▸ **Source document**
In fact, you can think of conventional garbage collectors as doing this all the time. Imagine a graph of object fields rather than whole objects. Each object has implicit references between fields, depending on the object. The graph of objects we normally discuss is induced by the equivalence relation of being a member of the same object. Theoretically we could garbage collect individual fields by tracing this lower level graph, and reclaim the memory occupied by parts of objects! The MPM is general enough to support this, though we have not implemented a pool class which does it.

Given a directed graph G and two equivalence relations R and S, we can define a double equivalence-class induced graph. If there's a edge between two nodes x and y in the graph, then there's an edge between the equivalence class containing x under R and the equivalence class containing y under S.

The MPS divides address space into large areas called zones. The set of zones is called Z. The number of zones is equal to the number of bits in the target machine word, so a set of zones (subset of Z) can be represented by a word. Given a set of objects S, the set of edges emerging from S in the double equivalence-class induced graph induced by S and Z is called a summary. Roughly speaking, it summarizes the set of zones to which S refers. This is a BIBOP technique adapted from the Lisp Machine's hardware assisted garbage collection [Moon 1984-08].

The Tracer groups objects into segments, and maintains a summary for each segment. By doing this, it is maintaining a reference partition with respect to each zone. Segments which don't have a zone in their summary are "black" for that zone, segments which do are "grey" if they aren't in the zone, and "white" if they are. The Tracer uses this information to refine traces during phase 1 of collection; see section 6.7, "Five phase collection".

6.3. Segments

The Tracer doesn't deal with individual client program objects. All details of object allocation and format is delegated to the pool. The Tracer deals with areas of memory defined by pool classes called segments. The segment descriptor contains these fields important to tracing:

white
The set of traces for which the segment is white. A superset of the union of the trace whiteness of all the objects in the segment. More precisely, if a trace is not in the set, then the segment doesn't contain white objects for that trace.
grey
The set of traces for which the segment is grey. (See "white" above.)
summary
A summary (see section 6.2, "Induced graphs") of all the references in the segment.
ranks
A superset of the ranks of all the references in the segment. (See section 6.4, "Reference Ranks for Ambiguity, Exactness, Weakness, and Finalization".)

▸ **Items**
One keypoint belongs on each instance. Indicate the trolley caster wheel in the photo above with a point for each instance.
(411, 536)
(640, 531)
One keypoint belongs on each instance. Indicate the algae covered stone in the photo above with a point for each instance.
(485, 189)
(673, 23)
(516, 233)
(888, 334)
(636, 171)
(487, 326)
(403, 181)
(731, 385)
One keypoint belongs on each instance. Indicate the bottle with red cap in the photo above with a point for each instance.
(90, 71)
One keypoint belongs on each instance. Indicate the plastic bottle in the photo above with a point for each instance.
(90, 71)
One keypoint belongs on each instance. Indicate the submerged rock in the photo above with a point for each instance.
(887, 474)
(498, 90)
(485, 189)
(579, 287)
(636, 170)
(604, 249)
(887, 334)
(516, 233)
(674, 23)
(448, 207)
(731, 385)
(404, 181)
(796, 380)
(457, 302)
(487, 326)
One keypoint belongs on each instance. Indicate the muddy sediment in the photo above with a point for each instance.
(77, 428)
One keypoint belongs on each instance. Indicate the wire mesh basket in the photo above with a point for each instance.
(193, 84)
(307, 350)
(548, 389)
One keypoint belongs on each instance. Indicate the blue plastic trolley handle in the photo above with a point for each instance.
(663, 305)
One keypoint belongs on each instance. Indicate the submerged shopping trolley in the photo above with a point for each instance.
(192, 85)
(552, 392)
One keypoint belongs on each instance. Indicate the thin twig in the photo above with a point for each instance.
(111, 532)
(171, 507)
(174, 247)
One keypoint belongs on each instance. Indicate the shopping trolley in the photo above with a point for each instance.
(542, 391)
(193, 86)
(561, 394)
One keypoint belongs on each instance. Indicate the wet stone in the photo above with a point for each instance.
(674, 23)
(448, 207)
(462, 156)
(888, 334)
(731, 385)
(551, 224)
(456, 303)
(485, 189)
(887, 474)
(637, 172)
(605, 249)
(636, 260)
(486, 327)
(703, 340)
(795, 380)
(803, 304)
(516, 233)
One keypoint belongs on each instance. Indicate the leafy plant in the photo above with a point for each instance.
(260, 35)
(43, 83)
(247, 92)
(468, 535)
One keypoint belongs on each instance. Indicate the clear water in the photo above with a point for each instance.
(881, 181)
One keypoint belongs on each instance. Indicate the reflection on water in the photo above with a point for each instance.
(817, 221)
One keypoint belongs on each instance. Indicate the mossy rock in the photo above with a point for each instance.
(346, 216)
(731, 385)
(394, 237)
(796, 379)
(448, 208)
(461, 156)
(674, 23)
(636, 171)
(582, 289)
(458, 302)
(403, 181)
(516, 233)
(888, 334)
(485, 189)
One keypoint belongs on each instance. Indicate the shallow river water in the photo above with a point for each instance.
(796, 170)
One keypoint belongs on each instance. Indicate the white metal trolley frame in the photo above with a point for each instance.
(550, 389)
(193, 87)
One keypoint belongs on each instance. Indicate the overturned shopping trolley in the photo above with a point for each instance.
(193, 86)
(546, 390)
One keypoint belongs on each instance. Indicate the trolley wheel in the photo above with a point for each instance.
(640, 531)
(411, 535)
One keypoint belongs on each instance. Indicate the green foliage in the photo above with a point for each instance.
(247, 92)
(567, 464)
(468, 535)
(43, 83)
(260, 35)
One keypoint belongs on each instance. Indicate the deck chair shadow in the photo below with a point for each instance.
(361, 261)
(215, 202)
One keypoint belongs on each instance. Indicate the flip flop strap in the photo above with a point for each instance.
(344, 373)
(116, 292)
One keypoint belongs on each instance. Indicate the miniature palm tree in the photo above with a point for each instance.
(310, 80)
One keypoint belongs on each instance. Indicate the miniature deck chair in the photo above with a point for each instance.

▸ **Set problem**
Reproduce the passage on garbage collection word for word, starting at "Given a directed" and ending at "collection [Moon 1984-08].".

▸ **Finished answer**
Given a directed graph G and two equivalence relations R and S, we can define a double equivalence-class induced graph. If there's a edge between two nodes x and y in the graph, then there's an edge between the equivalence class containing x under R and the equivalence class containing y under S.

The MPS divides address space into large areas called zones. The set of zones is called Z. The number of zones is equal to the number of bits in the target machine word, so a set of zones (subset of Z) can be represented by a word. Given a set of objects S, the set of edges emerging from S in the double equivalence-class induced graph induced by S and Z is called a summary. Roughly speaking, it summarizes the set of zones to which S refers. This is a BIBOP technique adapted from the Lisp Machine's hardware assisted garbage collection [Moon 1984-08].